▶ _Task instructions_: Reproduce everything from the start of the lines below down to and including the line that contains "329 144 L 328". Leave the pictures out of your answer.

— Begin Data for this task —

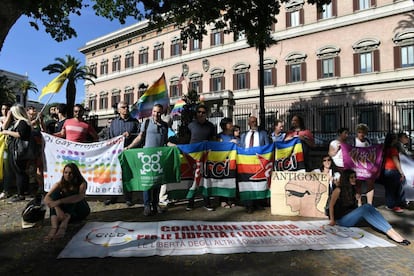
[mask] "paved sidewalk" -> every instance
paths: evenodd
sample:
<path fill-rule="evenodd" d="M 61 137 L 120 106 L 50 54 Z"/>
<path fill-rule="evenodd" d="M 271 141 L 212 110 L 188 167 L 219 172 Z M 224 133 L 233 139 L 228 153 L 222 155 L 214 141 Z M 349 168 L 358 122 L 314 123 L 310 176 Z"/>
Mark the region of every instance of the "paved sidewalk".
<path fill-rule="evenodd" d="M 56 257 L 83 224 L 70 225 L 66 237 L 54 243 L 43 243 L 49 231 L 44 226 L 21 229 L 20 213 L 27 202 L 7 204 L 0 201 L 0 275 L 412 275 L 414 246 L 362 248 L 349 250 L 289 251 L 246 254 L 205 254 L 145 258 L 59 259 Z M 214 212 L 204 208 L 185 211 L 177 204 L 165 214 L 144 217 L 140 205 L 109 206 L 90 198 L 92 213 L 87 221 L 280 221 L 304 220 L 270 214 L 270 208 L 247 214 L 243 207 Z M 216 202 L 217 203 L 217 202 Z M 396 214 L 383 206 L 383 188 L 377 187 L 375 205 L 388 221 L 407 239 L 414 241 L 414 211 Z M 385 238 L 369 227 L 364 230 Z"/>

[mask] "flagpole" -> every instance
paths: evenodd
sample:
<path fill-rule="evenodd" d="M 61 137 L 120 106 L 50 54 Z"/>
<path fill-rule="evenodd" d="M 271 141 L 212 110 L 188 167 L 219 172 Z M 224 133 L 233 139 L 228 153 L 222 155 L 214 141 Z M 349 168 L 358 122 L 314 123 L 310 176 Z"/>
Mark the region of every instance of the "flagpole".
<path fill-rule="evenodd" d="M 40 114 L 42 114 L 43 110 L 45 110 L 46 106 L 49 104 L 50 100 L 53 98 L 53 96 L 54 96 L 55 94 L 56 94 L 56 93 L 51 93 L 51 94 L 50 94 L 49 99 L 48 99 L 48 100 L 46 101 L 46 103 L 43 105 L 42 109 L 40 109 L 40 111 L 37 113 L 37 117 L 36 117 L 36 119 L 39 119 Z"/>

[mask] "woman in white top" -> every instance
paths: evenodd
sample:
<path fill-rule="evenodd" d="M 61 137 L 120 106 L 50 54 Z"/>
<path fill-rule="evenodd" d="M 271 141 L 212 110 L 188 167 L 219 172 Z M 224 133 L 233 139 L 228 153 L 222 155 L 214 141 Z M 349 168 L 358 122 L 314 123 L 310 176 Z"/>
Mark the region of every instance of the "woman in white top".
<path fill-rule="evenodd" d="M 329 144 L 328 154 L 332 158 L 332 161 L 334 162 L 338 170 L 343 171 L 344 160 L 342 157 L 341 144 L 346 144 L 349 135 L 349 129 L 346 127 L 342 127 L 338 129 L 337 133 L 338 137 Z"/>

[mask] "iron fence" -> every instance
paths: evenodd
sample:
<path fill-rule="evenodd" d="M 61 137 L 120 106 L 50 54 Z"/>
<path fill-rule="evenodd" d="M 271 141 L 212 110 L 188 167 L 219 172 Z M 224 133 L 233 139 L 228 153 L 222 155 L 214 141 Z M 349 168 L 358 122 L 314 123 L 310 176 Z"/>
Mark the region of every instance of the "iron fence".
<path fill-rule="evenodd" d="M 323 103 L 322 101 L 295 102 L 294 104 L 269 104 L 266 106 L 265 128 L 269 132 L 273 129 L 276 119 L 285 122 L 289 128 L 293 115 L 303 117 L 305 127 L 310 129 L 315 142 L 319 146 L 326 146 L 336 137 L 341 127 L 350 129 L 354 134 L 359 123 L 368 125 L 369 138 L 374 143 L 382 143 L 388 132 L 406 132 L 410 138 L 414 137 L 414 101 L 383 101 L 383 102 L 337 102 Z M 252 114 L 252 105 L 237 105 L 233 109 L 234 123 L 242 130 L 248 128 L 248 117 Z"/>

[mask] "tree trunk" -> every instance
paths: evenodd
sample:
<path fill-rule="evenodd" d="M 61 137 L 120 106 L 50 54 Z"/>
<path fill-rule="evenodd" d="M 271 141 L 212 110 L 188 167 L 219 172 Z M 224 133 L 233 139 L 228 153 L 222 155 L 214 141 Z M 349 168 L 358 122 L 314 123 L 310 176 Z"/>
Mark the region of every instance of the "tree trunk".
<path fill-rule="evenodd" d="M 264 46 L 259 46 L 259 100 L 260 100 L 260 129 L 266 130 L 266 115 L 264 108 Z"/>
<path fill-rule="evenodd" d="M 76 85 L 73 80 L 68 79 L 66 86 L 66 105 L 68 111 L 68 118 L 73 118 L 73 106 L 75 105 Z"/>
<path fill-rule="evenodd" d="M 10 29 L 16 21 L 22 16 L 22 11 L 19 9 L 20 1 L 16 0 L 2 0 L 0 9 L 0 52 L 3 48 L 4 41 Z"/>

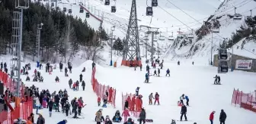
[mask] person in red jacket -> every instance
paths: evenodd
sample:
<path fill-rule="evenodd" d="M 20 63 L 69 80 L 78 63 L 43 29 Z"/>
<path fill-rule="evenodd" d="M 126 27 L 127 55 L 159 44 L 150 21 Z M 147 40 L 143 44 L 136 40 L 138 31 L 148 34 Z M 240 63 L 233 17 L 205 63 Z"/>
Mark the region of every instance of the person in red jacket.
<path fill-rule="evenodd" d="M 214 113 L 215 111 L 213 111 L 210 114 L 210 121 L 211 122 L 211 124 L 213 124 L 213 118 L 214 118 Z"/>

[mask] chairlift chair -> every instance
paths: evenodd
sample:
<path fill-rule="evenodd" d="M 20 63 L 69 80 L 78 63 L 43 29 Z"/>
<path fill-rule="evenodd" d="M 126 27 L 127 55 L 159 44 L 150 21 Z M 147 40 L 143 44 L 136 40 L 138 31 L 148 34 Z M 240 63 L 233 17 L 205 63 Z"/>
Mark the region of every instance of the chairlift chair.
<path fill-rule="evenodd" d="M 158 5 L 158 3 L 157 0 L 152 0 L 152 7 L 157 7 Z"/>
<path fill-rule="evenodd" d="M 146 16 L 152 16 L 153 15 L 153 9 L 152 7 L 146 8 Z"/>
<path fill-rule="evenodd" d="M 229 72 L 228 61 L 219 60 L 218 65 L 218 73 L 226 73 Z"/>
<path fill-rule="evenodd" d="M 242 15 L 240 14 L 234 14 L 234 20 L 242 20 Z"/>
<path fill-rule="evenodd" d="M 111 6 L 111 12 L 115 13 L 117 11 L 116 6 Z"/>
<path fill-rule="evenodd" d="M 226 49 L 219 49 L 219 60 L 226 60 L 228 59 L 228 51 Z"/>
<path fill-rule="evenodd" d="M 90 17 L 90 13 L 86 13 L 86 18 L 89 18 Z"/>
<path fill-rule="evenodd" d="M 63 8 L 63 11 L 66 13 L 66 8 Z"/>
<path fill-rule="evenodd" d="M 72 9 L 69 9 L 69 14 L 72 14 Z"/>
<path fill-rule="evenodd" d="M 80 8 L 80 13 L 84 13 L 84 8 Z"/>
<path fill-rule="evenodd" d="M 173 40 L 174 40 L 174 38 L 173 36 L 169 36 L 168 40 L 169 41 L 173 41 Z"/>
<path fill-rule="evenodd" d="M 110 0 L 105 0 L 105 5 L 110 5 Z"/>

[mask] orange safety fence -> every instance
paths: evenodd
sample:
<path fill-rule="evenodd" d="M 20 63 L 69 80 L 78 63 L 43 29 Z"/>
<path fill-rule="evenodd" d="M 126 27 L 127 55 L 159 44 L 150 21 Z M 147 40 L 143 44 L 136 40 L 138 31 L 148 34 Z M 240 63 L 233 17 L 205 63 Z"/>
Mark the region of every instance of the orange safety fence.
<path fill-rule="evenodd" d="M 99 83 L 95 78 L 96 67 L 94 67 L 91 73 L 91 85 L 92 89 L 98 97 L 102 98 L 106 91 L 108 92 L 107 102 L 111 104 L 114 107 L 116 107 L 116 89 Z"/>
<path fill-rule="evenodd" d="M 242 91 L 234 88 L 232 104 L 237 104 L 246 110 L 256 112 L 256 91 L 255 95 L 251 93 L 243 93 Z"/>
<path fill-rule="evenodd" d="M 128 101 L 128 110 L 131 112 L 132 115 L 135 117 L 139 117 L 139 113 L 142 108 L 142 100 L 139 98 L 139 97 L 135 95 L 122 94 L 122 107 L 123 110 L 125 108 L 125 102 Z"/>

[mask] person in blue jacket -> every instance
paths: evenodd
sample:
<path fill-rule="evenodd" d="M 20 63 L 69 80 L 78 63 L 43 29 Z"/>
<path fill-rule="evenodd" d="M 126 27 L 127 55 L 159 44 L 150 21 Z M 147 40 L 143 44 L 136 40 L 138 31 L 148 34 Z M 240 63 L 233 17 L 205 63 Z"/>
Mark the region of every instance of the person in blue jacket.
<path fill-rule="evenodd" d="M 146 73 L 145 77 L 146 77 L 145 82 L 146 83 L 149 83 L 149 73 Z"/>
<path fill-rule="evenodd" d="M 187 95 L 185 96 L 185 99 L 187 101 L 187 102 L 186 102 L 187 106 L 189 106 L 189 104 L 188 104 L 189 98 L 188 98 Z"/>
<path fill-rule="evenodd" d="M 170 70 L 169 69 L 167 69 L 167 70 L 166 70 L 166 76 L 167 76 L 167 75 L 169 75 L 169 76 L 170 76 Z"/>
<path fill-rule="evenodd" d="M 66 124 L 68 122 L 68 121 L 66 119 L 63 119 L 62 121 L 60 121 L 59 122 L 58 122 L 57 124 Z"/>

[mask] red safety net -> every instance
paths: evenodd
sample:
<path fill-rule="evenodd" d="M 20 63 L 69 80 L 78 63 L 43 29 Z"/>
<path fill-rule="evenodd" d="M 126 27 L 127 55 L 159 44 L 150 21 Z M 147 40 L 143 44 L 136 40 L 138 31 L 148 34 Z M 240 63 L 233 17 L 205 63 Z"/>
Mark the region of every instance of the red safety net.
<path fill-rule="evenodd" d="M 4 84 L 5 88 L 9 88 L 11 92 L 15 90 L 15 82 L 8 76 L 8 75 L 0 70 L 0 80 L 1 82 Z M 15 107 L 13 111 L 2 111 L 0 113 L 0 124 L 10 124 L 14 123 L 14 119 L 21 118 L 23 119 L 27 119 L 30 114 L 33 112 L 33 100 L 29 98 L 26 100 L 24 96 L 24 85 L 21 85 L 21 103 L 19 107 Z M 5 99 L 6 100 L 6 99 Z M 8 104 L 12 100 L 8 98 Z"/>
<path fill-rule="evenodd" d="M 142 107 L 142 100 L 139 99 L 135 95 L 127 94 L 123 95 L 122 94 L 122 107 L 123 110 L 124 110 L 125 102 L 126 101 L 128 101 L 128 109 L 135 117 L 139 117 L 139 113 L 141 112 Z"/>
<path fill-rule="evenodd" d="M 232 98 L 232 104 L 235 106 L 238 104 L 240 107 L 256 112 L 256 91 L 255 95 L 251 93 L 243 93 L 238 89 L 234 88 L 233 95 Z"/>
<path fill-rule="evenodd" d="M 99 83 L 95 78 L 96 67 L 94 67 L 91 73 L 91 85 L 92 89 L 98 97 L 102 98 L 106 91 L 108 92 L 108 104 L 111 104 L 114 107 L 116 107 L 116 89 L 109 85 L 105 85 Z"/>

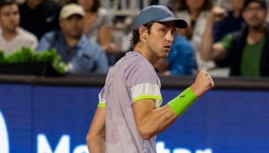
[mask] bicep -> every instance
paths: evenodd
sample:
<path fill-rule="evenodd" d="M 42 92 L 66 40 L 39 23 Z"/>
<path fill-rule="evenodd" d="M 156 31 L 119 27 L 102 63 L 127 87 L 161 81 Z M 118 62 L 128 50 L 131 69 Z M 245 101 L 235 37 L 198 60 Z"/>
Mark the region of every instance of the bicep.
<path fill-rule="evenodd" d="M 132 107 L 136 127 L 139 131 L 145 115 L 156 109 L 155 102 L 153 99 L 140 99 L 135 101 Z"/>
<path fill-rule="evenodd" d="M 97 107 L 95 117 L 88 130 L 88 135 L 105 137 L 105 107 Z"/>

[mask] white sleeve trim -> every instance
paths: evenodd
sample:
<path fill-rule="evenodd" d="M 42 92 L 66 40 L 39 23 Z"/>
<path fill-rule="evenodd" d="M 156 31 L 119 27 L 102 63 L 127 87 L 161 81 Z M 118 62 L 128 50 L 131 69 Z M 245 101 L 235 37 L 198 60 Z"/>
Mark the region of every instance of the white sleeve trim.
<path fill-rule="evenodd" d="M 141 97 L 148 96 L 150 99 L 154 100 L 157 108 L 159 108 L 163 103 L 163 99 L 158 85 L 155 85 L 151 83 L 138 84 L 131 88 L 131 92 L 134 102 L 134 99 L 141 99 L 139 98 L 139 96 Z"/>
<path fill-rule="evenodd" d="M 98 98 L 99 98 L 99 103 L 105 103 L 105 99 L 101 97 L 101 93 L 99 93 Z"/>

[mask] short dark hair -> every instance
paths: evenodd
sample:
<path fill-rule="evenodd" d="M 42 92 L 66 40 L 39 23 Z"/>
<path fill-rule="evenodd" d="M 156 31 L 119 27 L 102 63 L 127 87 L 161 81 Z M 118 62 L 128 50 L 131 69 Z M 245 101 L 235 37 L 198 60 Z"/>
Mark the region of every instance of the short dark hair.
<path fill-rule="evenodd" d="M 250 4 L 251 2 L 257 2 L 258 3 L 265 11 L 267 11 L 267 4 L 265 0 L 245 0 L 243 4 L 242 10 L 245 10 L 245 8 Z"/>
<path fill-rule="evenodd" d="M 148 29 L 149 34 L 150 34 L 150 29 L 151 29 L 153 23 L 154 23 L 153 21 L 150 21 L 150 22 L 143 25 Z M 135 28 L 134 28 L 132 34 L 133 34 L 133 36 L 132 36 L 132 39 L 130 40 L 130 43 L 131 43 L 131 47 L 133 49 L 134 49 L 136 44 L 141 42 L 139 28 L 137 30 L 135 30 Z"/>
<path fill-rule="evenodd" d="M 93 0 L 93 1 L 94 1 L 94 4 L 93 7 L 91 8 L 91 12 L 97 12 L 99 8 L 101 7 L 101 2 L 100 0 Z M 70 0 L 69 3 L 78 4 L 78 0 Z"/>
<path fill-rule="evenodd" d="M 189 11 L 186 0 L 171 0 L 171 3 L 169 4 L 173 11 Z M 210 11 L 213 7 L 213 4 L 211 0 L 204 0 L 204 4 L 202 7 L 202 11 Z"/>
<path fill-rule="evenodd" d="M 2 9 L 5 5 L 10 5 L 10 4 L 17 4 L 15 0 L 0 0 L 0 9 Z"/>

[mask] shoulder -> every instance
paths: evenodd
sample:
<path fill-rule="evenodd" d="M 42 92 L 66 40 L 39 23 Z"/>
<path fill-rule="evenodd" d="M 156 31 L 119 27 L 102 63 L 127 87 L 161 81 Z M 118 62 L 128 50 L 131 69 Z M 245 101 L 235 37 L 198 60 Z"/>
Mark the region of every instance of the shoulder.
<path fill-rule="evenodd" d="M 96 54 L 104 52 L 101 46 L 96 42 L 90 41 L 85 34 L 82 34 L 80 45 L 84 48 L 84 52 Z"/>
<path fill-rule="evenodd" d="M 154 74 L 156 72 L 153 65 L 140 53 L 136 51 L 130 52 L 132 55 L 129 60 L 132 60 L 126 66 L 125 73 L 128 74 L 130 73 L 143 73 L 143 74 Z"/>

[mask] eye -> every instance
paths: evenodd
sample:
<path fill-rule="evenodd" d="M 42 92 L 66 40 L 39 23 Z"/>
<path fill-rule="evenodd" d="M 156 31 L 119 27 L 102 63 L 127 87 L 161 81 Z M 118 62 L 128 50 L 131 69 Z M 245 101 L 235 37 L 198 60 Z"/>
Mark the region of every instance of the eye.
<path fill-rule="evenodd" d="M 161 29 L 161 32 L 162 32 L 163 34 L 165 34 L 165 33 L 166 33 L 166 30 L 164 29 L 164 28 L 162 28 L 162 29 Z"/>

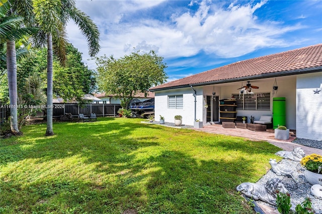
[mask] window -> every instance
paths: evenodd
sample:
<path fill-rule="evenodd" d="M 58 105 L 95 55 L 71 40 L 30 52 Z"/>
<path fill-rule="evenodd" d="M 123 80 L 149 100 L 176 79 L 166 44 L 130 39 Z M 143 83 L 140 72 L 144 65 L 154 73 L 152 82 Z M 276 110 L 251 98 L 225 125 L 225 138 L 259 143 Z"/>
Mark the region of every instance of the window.
<path fill-rule="evenodd" d="M 233 94 L 236 97 L 237 109 L 243 110 L 270 110 L 270 93 Z M 243 99 L 244 98 L 244 99 Z"/>
<path fill-rule="evenodd" d="M 183 95 L 169 96 L 168 97 L 168 108 L 169 109 L 183 109 Z"/>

— End Data for this task —

▶ _Task response_:
[mask] "paved sidewalk" -> every instance
paths: evenodd
sample:
<path fill-rule="evenodd" d="M 61 137 L 120 106 L 50 54 Z"/>
<path fill-rule="evenodd" d="M 271 141 L 212 110 L 188 167 L 219 172 Z M 224 133 L 233 139 L 228 153 L 222 155 L 214 141 Z M 349 168 L 358 122 L 314 123 L 310 176 Z"/>
Mark the region of every instance of the "paved sidewalk".
<path fill-rule="evenodd" d="M 56 257 L 83 224 L 70 225 L 66 237 L 54 243 L 43 243 L 49 231 L 44 226 L 21 229 L 20 213 L 27 202 L 7 204 L 0 201 L 0 275 L 412 275 L 414 246 L 362 248 L 349 250 L 289 251 L 246 254 L 205 254 L 145 258 L 59 259 Z M 214 212 L 204 208 L 185 211 L 177 204 L 165 214 L 144 217 L 140 205 L 109 206 L 90 198 L 92 213 L 87 221 L 280 221 L 304 220 L 270 214 L 270 208 L 247 214 L 243 207 Z M 216 202 L 217 203 L 217 202 Z M 396 214 L 383 206 L 383 188 L 377 187 L 375 205 L 388 221 L 407 239 L 414 241 L 414 211 Z M 385 238 L 369 227 L 364 230 Z"/>

[mask] "flagpole" -> every instance
paths: evenodd
sample:
<path fill-rule="evenodd" d="M 61 137 L 120 106 L 50 54 Z"/>
<path fill-rule="evenodd" d="M 271 141 L 212 110 L 188 167 L 219 172 Z M 224 133 L 233 139 L 228 153 L 222 155 L 214 141 Z M 349 168 L 358 122 L 314 123 L 310 176 Z"/>
Mark the region of every instance of the "flagpole".
<path fill-rule="evenodd" d="M 40 114 L 42 114 L 43 110 L 45 110 L 46 106 L 49 104 L 50 100 L 53 98 L 53 96 L 54 96 L 55 94 L 56 94 L 56 93 L 51 93 L 51 94 L 50 94 L 49 99 L 48 99 L 48 100 L 46 101 L 46 103 L 43 105 L 42 109 L 40 109 L 40 111 L 37 113 L 37 117 L 36 117 L 36 119 L 39 119 Z"/>

[mask] "woman in white top" -> every instance
paths: evenodd
sample:
<path fill-rule="evenodd" d="M 61 137 L 120 106 L 50 54 Z"/>
<path fill-rule="evenodd" d="M 271 141 L 212 110 L 188 167 L 219 172 Z M 224 133 L 233 139 L 228 153 L 222 155 L 214 141 Z M 349 168 L 358 122 L 314 123 L 310 176 Z"/>
Mark the region of every instance of the "woman in white top".
<path fill-rule="evenodd" d="M 329 144 L 328 154 L 332 158 L 332 161 L 334 162 L 338 170 L 343 171 L 344 160 L 342 157 L 341 144 L 346 144 L 349 135 L 349 129 L 346 127 L 342 127 L 338 129 L 337 133 L 338 137 Z"/>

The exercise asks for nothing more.